■ Extract to read:
/---

This is an automated email from the ASF dual-hosted git repository.
dajac pushed a commit to branch trunk
in repository https://gitbox.apache.org/repos/asf/kafka.git
The following commit(s) were added to refs/heads/trunk by this push:
new 5946f27ac5b KAFKA-18484 [2/2]; Handle exceptions during coordinator
unload (#18667)
5946f27ac5b is described below
commit 5946f27ac5bc1f4a5bc162ccc26f130933ab2182
Author: Sean Quah <[email protected]>
AuthorDate: Thu Jan 23 16:15:21 2025 +0000
KAFKA-18484 [2/2]; Handle exceptions during coordinator unload (#18667)
Ensure that unloading a coordinator always succeeds. Previously, we have
guarded against exceptions from DeferredEvent completions. All that
remains is handling exceptions from the onUnloaded() method of the
coordinator state machine.
Reviewers: David Jacot <[email protected]>
---
.../common/runtime/CoordinatorRuntime.java | 24 ++++++++--
.../common/runtime/CoordinatorRuntimeTest.java | 52 ++++++++++++++++++++++
2 files changed, 72 insertions(+), 4 deletions(-)

\---

■ Raw records:
/---

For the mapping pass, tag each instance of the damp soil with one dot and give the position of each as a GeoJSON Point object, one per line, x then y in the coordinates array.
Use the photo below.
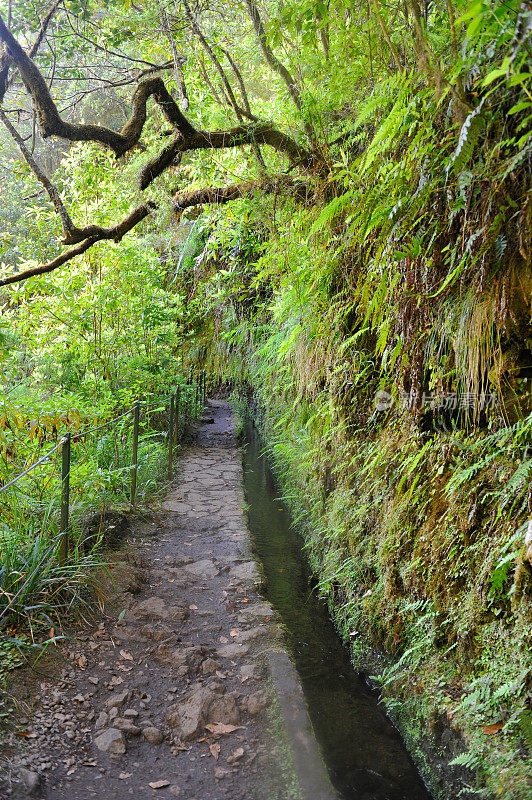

\---
/---

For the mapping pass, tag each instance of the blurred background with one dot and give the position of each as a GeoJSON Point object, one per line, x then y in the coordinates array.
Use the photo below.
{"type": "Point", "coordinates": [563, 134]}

\---
/---

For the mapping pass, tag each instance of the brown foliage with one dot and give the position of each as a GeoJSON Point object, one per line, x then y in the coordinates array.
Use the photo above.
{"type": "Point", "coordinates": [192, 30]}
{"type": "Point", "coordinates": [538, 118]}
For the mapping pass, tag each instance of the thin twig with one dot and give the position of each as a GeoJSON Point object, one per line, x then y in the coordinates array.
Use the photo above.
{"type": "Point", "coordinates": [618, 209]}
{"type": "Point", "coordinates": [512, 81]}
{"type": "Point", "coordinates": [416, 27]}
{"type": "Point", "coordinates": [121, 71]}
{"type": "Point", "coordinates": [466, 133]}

\---

■ Set problem A:
Answer these about the commit email:
(i) Who is listed as the author of the commit?
(ii) Exceptions from which method still remain to be handled?
(iii) How many insertions does the commit make in total?
■ Set problem B:
For each statement, say yes or no depending on whether it agrees with the commit email. Support each answer with the deciding words from the email.
(i) The commit was pushed to the trunk branch.
(ii) The commit changed three files.
(iii) Exceptions from DeferredEvent completions had not been guarded against before this commit.
You can answer everything here without the entries.

■ Answer A:
(i) Sean Quah
(ii) The onUnloaded() method of the coordinator state machine
(iii) 72

■ Answer B:
(i) Yes: "dajac pushed a commit to branch trunk"
(ii) No: "2 files changed, 72 insertions(+), 4 deletions(-)"
(iii) No: "Previously, we have guarded against exceptions from DeferredEvent completions."